YOUR GOAL: Gather every line of the listing that contains the string "ridge" and copy each one in full. Matches must agree in case.

::: RECORDS :::

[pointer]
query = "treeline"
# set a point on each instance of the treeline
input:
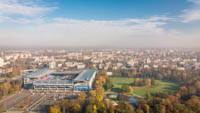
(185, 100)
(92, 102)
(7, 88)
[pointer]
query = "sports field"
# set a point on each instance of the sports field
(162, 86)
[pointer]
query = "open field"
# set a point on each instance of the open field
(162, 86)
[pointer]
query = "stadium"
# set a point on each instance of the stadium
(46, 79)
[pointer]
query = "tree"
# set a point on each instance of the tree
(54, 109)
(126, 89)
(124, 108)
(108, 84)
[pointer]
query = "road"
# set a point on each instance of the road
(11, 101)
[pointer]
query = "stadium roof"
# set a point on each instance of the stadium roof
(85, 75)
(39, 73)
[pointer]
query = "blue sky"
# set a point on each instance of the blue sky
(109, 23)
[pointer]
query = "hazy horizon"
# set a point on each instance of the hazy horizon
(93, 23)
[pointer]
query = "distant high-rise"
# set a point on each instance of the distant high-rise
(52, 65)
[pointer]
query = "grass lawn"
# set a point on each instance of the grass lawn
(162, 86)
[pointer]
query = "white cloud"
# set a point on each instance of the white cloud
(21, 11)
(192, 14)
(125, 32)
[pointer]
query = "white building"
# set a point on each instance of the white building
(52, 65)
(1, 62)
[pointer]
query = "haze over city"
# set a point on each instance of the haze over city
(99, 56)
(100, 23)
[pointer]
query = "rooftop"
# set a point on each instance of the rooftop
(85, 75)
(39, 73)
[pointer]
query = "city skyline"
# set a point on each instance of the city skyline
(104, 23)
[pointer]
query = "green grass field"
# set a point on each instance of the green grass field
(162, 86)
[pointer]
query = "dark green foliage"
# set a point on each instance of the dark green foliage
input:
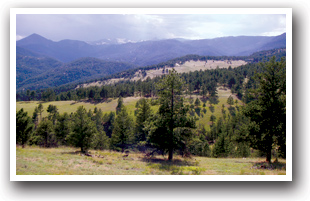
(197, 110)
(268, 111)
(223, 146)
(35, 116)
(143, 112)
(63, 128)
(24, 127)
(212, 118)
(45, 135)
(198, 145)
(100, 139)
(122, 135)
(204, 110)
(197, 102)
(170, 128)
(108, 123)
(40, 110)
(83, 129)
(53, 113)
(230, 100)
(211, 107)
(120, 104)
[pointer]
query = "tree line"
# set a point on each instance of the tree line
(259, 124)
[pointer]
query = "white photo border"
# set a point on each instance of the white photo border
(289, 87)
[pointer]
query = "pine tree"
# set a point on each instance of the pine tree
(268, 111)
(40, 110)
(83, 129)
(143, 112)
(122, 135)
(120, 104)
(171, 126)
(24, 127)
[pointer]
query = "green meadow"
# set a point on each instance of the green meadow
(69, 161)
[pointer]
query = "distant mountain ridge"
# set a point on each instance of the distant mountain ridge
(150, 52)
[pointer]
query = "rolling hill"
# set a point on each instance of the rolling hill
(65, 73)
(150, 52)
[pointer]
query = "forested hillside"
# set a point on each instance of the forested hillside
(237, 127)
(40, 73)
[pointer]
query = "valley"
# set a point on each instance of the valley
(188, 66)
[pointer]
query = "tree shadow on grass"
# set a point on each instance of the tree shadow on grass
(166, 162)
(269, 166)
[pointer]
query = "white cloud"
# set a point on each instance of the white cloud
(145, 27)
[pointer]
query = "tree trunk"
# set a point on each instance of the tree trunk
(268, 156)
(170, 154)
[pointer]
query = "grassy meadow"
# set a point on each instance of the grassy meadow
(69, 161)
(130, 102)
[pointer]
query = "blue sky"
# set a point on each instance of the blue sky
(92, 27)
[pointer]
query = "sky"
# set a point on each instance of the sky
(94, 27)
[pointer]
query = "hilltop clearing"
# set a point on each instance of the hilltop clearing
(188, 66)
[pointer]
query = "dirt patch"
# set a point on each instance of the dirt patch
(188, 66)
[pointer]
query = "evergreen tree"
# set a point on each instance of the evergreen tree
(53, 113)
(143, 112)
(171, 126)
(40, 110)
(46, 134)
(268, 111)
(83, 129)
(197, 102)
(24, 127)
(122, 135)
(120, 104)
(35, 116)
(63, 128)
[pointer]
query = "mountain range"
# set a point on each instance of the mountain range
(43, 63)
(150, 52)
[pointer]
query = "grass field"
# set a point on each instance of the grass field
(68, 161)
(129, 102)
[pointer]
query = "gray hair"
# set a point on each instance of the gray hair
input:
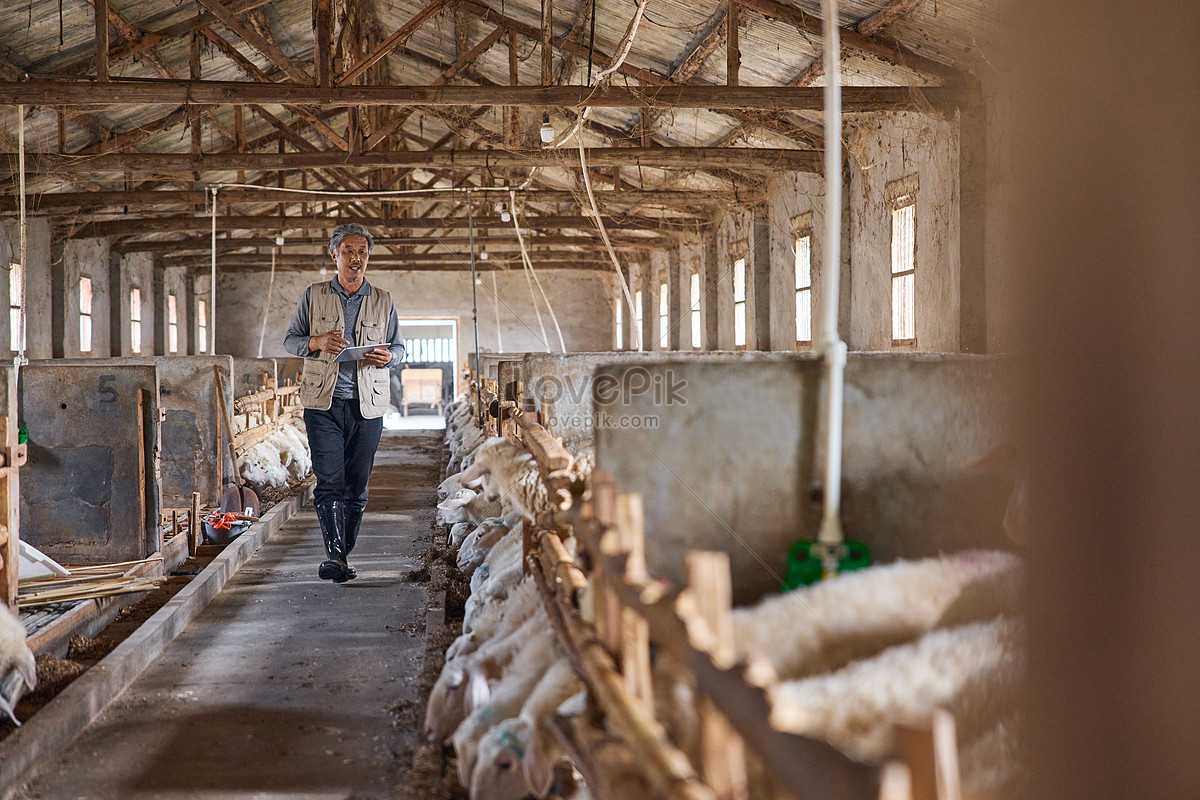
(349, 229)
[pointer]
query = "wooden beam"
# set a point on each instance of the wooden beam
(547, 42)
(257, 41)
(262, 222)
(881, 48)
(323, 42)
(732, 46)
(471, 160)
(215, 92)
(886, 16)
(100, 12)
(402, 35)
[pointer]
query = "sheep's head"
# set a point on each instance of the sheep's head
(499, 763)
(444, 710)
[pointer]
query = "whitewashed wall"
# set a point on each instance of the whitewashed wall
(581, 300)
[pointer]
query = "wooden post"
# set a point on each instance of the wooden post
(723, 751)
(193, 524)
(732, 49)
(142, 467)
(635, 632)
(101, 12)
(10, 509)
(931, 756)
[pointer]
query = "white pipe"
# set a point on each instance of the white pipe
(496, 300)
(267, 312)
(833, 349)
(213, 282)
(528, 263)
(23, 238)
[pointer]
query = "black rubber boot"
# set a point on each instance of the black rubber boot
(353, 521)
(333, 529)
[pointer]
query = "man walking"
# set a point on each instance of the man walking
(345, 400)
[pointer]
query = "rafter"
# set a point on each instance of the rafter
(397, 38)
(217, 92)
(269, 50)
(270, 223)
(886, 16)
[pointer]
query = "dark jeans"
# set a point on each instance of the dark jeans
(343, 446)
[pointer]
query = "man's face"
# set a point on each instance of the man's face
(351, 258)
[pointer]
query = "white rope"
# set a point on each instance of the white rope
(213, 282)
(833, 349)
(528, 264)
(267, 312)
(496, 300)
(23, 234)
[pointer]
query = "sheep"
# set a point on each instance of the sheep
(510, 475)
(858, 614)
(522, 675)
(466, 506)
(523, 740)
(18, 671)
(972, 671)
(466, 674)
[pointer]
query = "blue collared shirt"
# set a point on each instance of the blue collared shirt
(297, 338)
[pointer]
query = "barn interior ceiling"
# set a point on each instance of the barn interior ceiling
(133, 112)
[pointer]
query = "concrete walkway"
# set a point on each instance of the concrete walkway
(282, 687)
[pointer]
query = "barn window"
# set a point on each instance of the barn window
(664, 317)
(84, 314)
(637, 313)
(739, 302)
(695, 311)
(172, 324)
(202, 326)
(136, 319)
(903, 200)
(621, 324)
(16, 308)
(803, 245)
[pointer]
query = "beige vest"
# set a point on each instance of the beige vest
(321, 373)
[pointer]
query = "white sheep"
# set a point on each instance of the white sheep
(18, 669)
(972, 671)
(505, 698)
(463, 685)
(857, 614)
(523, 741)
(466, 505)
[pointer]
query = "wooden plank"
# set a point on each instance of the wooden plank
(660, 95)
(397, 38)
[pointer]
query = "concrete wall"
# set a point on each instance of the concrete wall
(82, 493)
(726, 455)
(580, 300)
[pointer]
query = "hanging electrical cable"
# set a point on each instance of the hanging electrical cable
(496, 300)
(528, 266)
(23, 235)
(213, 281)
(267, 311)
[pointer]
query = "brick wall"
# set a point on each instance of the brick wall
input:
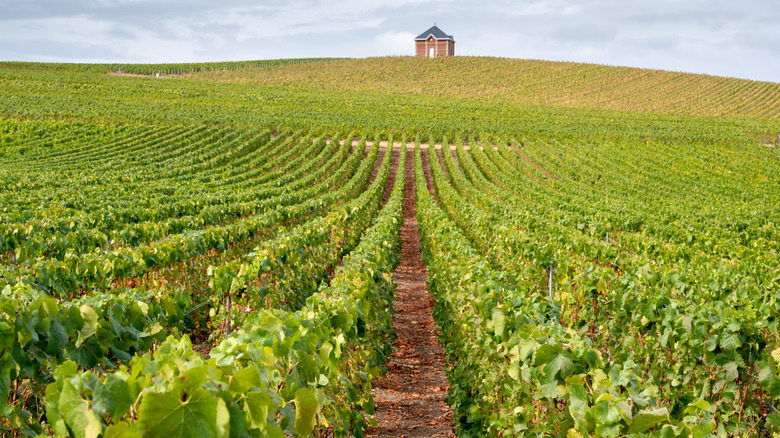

:::
::: RECORDS :::

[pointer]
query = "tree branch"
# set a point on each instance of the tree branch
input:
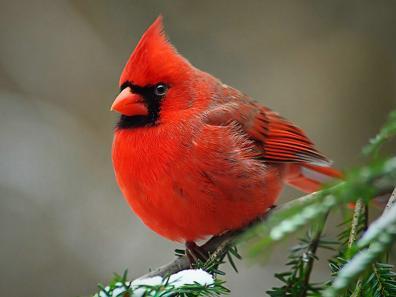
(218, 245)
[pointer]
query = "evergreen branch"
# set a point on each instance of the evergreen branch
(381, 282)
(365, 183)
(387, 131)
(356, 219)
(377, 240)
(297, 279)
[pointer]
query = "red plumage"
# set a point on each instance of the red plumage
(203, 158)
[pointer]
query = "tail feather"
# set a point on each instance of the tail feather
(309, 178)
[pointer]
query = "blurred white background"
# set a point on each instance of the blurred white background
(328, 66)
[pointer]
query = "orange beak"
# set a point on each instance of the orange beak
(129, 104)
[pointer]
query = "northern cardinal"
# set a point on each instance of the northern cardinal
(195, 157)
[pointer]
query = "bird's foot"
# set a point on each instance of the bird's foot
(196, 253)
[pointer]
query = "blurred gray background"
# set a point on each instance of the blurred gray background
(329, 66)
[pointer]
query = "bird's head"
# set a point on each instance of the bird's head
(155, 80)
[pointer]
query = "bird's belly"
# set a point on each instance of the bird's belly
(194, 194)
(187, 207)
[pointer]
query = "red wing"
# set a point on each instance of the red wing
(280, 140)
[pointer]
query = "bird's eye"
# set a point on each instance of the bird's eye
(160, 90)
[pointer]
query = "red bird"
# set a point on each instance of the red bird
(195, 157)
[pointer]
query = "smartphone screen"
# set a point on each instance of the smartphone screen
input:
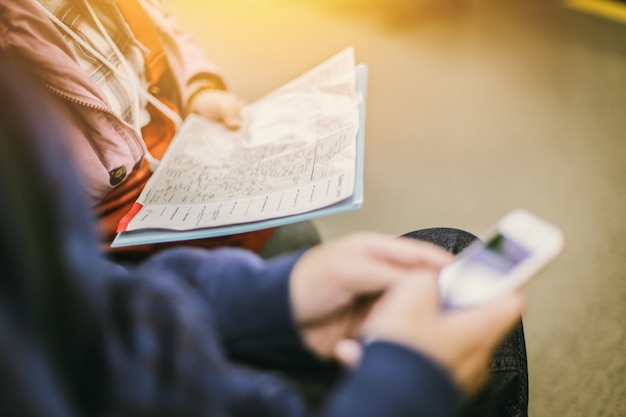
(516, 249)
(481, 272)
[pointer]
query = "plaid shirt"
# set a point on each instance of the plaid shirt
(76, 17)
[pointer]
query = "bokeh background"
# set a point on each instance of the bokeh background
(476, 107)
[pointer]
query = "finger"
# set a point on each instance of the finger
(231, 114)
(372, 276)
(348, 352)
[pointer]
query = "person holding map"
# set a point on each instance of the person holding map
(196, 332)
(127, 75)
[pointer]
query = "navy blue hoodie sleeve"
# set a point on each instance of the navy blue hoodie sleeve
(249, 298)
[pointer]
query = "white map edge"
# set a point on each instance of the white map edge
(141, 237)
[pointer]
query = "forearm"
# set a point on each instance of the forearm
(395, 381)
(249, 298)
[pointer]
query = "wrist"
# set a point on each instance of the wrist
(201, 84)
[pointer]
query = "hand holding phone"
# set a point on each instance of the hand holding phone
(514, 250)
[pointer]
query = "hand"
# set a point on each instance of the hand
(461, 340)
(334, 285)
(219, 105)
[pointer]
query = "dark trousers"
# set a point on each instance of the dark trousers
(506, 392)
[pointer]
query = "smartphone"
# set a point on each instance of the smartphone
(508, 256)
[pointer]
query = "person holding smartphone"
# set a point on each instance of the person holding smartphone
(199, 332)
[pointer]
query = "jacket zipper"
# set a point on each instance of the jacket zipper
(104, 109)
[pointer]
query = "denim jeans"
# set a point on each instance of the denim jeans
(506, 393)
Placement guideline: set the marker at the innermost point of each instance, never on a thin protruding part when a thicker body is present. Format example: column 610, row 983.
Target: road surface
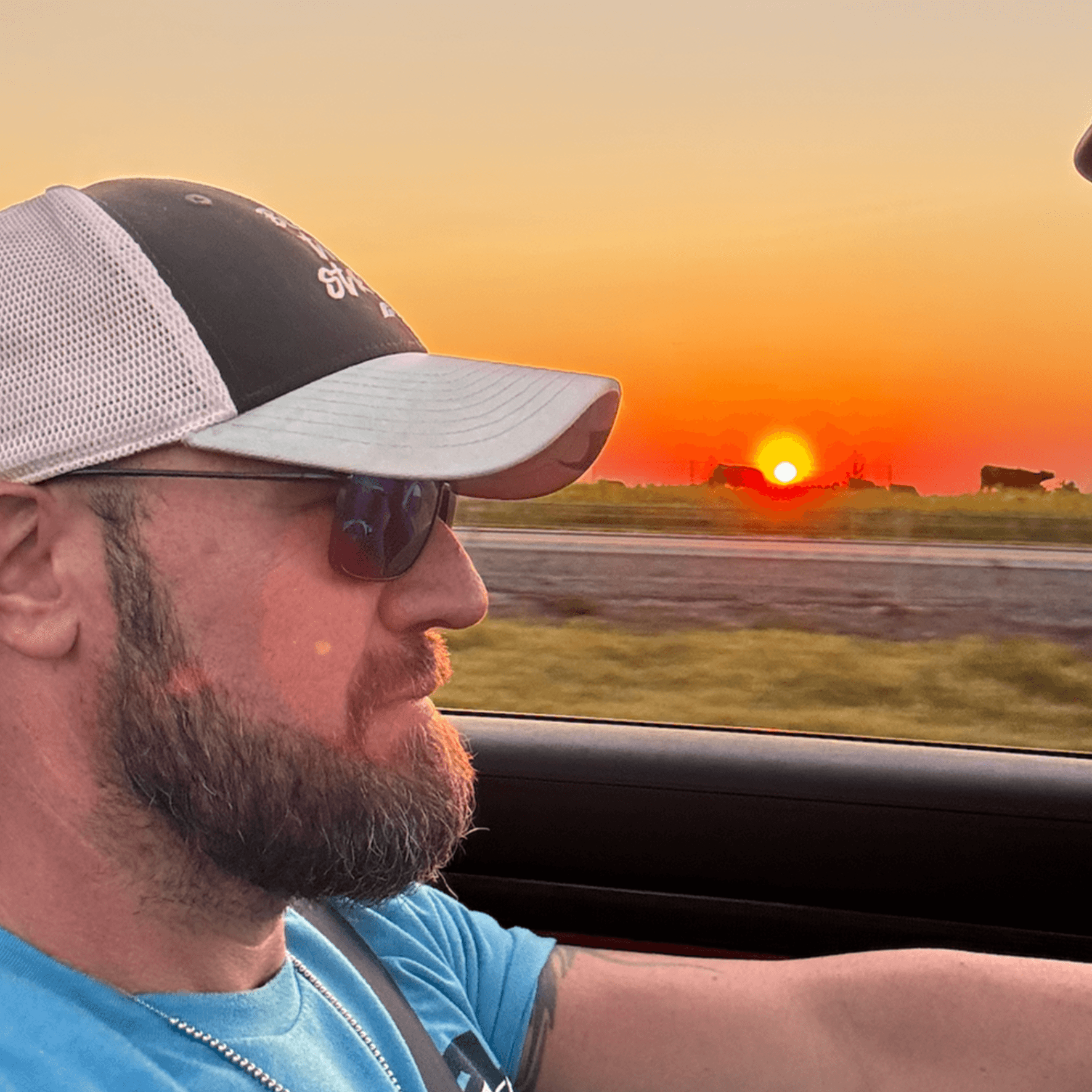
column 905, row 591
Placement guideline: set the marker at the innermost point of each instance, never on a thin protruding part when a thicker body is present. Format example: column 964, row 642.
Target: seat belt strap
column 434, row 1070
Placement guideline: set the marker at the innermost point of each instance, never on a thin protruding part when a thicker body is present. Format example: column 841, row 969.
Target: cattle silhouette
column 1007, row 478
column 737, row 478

:::

EXPECTED ANSWER:
query = "distant mountain ridge"
# set a point on each instance of the distant mountain ridge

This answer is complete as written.